> [Provided text]
● ● ● ●

Bro Radio is a community radio station broadcasting to Barry, Llantwit Major, Penarth and surrounding areas in the Vale of Glamorgan (), South Wales.

The station broadcasts on 98.1FM in Barry and the central Vale, on 98.4FM in the St Athan and Rhoose areas, on 100.2FM in Llantwit Major and western parts of the Vale, and on 106.1FM in Penarth and the surrounding area.

Overview

Apart from national news bulletins, most of the station's output is produced and presented locally by a team of 60 volunteers, a paid operations director and a sales & finance manager.

In August 2020, plans were announced to broadcast in Penarth and the Eastern Vale of Glamorgan.

In December 2020, Bro Radio was named Station of the Year at the annual Community Radio Awards.

The following year, the station began broadcasting on 106.1FM to Penarth and the Eastern Vale, along with another relay on 98.4FM for the St Athan and Rhoose areas.

● ● ● ●

> [Data entries]

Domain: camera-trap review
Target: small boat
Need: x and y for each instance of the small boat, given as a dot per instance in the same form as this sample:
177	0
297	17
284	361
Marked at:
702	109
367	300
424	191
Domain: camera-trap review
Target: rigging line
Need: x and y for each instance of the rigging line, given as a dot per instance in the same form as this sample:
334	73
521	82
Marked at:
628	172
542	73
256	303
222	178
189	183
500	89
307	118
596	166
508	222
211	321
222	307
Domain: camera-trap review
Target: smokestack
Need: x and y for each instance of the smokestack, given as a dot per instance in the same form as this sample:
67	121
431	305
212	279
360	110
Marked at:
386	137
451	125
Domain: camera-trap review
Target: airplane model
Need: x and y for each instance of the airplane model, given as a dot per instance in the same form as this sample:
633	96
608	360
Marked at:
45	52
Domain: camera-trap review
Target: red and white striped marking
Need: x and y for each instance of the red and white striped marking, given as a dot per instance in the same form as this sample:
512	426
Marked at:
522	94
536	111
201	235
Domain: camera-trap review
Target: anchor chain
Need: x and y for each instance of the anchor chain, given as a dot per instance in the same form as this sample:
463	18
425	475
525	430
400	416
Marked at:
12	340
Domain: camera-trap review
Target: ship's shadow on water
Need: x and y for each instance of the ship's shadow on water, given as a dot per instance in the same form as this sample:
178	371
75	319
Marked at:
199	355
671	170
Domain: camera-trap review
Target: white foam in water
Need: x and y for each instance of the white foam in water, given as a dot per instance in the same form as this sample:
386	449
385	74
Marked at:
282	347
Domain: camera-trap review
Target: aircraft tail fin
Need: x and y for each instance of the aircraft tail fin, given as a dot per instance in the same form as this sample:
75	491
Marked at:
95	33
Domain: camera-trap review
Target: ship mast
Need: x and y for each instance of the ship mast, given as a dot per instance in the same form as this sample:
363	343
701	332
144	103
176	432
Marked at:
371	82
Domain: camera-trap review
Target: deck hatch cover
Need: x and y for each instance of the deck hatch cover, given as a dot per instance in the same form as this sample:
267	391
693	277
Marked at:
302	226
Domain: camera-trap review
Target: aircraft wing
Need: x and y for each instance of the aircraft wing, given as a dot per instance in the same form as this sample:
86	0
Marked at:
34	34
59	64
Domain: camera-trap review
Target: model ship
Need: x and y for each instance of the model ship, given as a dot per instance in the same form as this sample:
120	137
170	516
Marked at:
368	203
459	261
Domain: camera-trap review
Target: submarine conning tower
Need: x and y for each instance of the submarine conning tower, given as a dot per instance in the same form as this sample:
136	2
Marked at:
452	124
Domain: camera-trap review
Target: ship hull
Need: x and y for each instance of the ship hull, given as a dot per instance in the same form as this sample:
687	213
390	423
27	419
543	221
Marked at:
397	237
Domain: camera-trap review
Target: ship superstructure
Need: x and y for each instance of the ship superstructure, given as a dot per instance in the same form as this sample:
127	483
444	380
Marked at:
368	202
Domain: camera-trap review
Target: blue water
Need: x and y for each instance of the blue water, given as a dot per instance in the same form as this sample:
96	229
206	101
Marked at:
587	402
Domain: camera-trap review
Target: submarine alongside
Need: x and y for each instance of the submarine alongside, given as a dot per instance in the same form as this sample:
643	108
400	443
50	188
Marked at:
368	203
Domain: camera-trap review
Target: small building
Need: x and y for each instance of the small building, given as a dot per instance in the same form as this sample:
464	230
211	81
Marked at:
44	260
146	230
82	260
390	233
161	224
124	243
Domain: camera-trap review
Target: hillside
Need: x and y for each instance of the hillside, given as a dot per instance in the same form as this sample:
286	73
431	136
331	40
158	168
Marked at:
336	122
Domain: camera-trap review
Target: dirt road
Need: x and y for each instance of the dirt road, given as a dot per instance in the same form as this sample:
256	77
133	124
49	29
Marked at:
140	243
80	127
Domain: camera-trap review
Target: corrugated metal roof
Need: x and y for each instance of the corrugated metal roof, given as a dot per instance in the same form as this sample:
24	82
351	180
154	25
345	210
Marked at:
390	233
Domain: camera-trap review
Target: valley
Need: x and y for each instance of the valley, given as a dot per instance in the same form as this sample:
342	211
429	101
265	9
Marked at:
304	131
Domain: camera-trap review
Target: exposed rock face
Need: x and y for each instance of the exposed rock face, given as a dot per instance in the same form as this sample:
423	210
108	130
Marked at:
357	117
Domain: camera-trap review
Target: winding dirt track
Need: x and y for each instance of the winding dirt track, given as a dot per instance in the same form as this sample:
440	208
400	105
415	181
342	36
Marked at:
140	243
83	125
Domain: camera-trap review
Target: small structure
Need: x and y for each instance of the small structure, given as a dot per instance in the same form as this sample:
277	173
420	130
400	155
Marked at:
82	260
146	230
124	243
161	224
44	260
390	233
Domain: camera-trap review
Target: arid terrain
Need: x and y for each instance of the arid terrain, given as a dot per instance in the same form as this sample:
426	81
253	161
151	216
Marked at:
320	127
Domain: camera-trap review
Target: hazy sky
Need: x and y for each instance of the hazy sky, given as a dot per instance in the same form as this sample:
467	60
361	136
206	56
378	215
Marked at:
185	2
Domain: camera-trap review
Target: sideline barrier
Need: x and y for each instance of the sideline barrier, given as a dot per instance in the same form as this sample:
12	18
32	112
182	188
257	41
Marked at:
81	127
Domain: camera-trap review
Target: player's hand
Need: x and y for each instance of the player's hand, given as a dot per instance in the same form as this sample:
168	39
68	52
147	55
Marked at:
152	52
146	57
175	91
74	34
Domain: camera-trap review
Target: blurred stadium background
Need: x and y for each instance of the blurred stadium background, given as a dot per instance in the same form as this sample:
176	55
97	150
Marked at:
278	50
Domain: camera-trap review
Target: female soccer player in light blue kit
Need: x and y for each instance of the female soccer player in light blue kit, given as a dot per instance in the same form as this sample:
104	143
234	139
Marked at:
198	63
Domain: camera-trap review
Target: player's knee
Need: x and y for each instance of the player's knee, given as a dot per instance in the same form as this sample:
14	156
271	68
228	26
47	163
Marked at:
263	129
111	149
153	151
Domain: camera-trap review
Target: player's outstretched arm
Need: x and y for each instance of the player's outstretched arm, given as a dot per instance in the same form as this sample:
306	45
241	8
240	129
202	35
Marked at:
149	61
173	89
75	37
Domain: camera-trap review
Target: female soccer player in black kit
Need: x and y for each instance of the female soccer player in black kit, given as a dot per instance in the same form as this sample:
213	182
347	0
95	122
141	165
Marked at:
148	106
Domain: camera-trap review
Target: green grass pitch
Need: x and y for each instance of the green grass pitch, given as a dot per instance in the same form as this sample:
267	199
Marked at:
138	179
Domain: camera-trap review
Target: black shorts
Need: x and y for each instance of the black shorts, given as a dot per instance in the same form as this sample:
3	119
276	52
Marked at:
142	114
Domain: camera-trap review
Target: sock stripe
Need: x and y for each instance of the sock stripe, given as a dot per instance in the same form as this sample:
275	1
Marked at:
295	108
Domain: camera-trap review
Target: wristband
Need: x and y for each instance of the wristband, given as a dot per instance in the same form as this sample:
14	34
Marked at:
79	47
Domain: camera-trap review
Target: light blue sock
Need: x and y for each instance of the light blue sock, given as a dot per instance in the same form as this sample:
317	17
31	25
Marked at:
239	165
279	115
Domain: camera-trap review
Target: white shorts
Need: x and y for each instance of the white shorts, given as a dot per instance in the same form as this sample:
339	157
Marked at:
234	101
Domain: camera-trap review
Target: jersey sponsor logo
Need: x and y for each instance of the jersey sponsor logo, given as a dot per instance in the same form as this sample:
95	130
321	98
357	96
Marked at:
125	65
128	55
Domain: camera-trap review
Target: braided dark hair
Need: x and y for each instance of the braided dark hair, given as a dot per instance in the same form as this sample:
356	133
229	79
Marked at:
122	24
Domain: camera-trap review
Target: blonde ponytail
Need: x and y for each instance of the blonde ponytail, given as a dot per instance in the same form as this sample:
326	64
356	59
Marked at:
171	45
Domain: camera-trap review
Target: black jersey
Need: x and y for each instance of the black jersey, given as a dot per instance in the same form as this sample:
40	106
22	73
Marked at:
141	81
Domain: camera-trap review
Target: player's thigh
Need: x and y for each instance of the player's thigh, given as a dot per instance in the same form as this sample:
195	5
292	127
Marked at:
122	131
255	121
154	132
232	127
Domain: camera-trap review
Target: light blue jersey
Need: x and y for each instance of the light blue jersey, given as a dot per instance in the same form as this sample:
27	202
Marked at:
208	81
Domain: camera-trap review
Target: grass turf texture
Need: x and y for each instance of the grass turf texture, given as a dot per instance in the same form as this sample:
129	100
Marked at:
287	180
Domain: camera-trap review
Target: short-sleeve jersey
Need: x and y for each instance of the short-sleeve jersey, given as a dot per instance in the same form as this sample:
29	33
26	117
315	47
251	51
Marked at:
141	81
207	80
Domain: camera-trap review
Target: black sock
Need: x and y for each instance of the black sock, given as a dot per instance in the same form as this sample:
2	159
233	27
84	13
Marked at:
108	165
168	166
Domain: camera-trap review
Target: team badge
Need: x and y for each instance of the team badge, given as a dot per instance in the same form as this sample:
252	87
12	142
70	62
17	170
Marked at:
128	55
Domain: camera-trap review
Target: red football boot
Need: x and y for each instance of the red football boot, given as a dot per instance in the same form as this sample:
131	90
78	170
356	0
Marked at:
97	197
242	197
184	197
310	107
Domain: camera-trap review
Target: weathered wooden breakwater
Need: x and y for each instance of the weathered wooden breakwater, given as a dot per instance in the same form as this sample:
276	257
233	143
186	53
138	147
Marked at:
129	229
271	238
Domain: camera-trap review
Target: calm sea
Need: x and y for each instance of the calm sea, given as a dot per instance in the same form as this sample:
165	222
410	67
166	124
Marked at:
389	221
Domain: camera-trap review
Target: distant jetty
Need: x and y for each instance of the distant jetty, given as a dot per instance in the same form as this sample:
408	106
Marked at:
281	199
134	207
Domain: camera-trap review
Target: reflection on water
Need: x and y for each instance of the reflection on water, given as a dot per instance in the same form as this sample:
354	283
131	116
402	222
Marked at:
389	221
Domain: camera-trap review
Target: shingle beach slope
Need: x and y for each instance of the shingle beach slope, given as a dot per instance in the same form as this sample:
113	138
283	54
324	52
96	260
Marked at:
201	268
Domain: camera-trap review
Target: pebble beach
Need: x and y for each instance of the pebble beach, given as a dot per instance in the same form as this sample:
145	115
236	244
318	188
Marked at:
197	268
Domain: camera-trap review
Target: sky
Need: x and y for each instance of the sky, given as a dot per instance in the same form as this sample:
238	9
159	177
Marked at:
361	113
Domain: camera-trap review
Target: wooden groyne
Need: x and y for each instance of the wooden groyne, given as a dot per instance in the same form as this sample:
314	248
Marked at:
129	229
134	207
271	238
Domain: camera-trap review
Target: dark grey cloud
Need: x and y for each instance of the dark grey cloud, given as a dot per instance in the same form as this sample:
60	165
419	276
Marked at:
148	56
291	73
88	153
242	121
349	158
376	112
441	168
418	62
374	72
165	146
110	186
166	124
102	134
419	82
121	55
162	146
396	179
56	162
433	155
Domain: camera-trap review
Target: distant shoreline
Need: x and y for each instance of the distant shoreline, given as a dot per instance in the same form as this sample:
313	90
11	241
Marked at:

● ● ● ●

> [To be done]
**a.** Pick out every line of the rows that contains the string "breakwater", matching case exactly, and copy each one.
**b.** Carry on the passage about Bro Radio from its final sentence.

> [Outputs in order]
**a.**
Target: weathered wooden breakwater
Need: x and y for each instance of the weathered wooden breakwater, given as a dot per instance in the same form as this sample:

**b.**
Programming 

Bro Radio's schedule consists of locally produced programming including music-led daytime output, local news and sport, current affairs and features, events coverage, and specialist programming during the evenings and at weekends.

As of September 2021, the station produces around 110 hours per week, including monthly programmes on business, culture, volunteering and youth affairs, along with a monthly bilingual show on Welsh language music.

News and current affairs 

Bro Radio's newsroom produces and broadcasts local news bulletins on the half hour from 7.30am to 10.30am and from 1.30pm to 6.30pm on weekdays, with local headlines on the hour during Vale Drive.

The station also produces a weekly current affairs programme, The Vale This Week, on Wednesday evenings, along with an online local news service.

The station also airs hourly national bulletins from Sky News Radio 24 hours a day.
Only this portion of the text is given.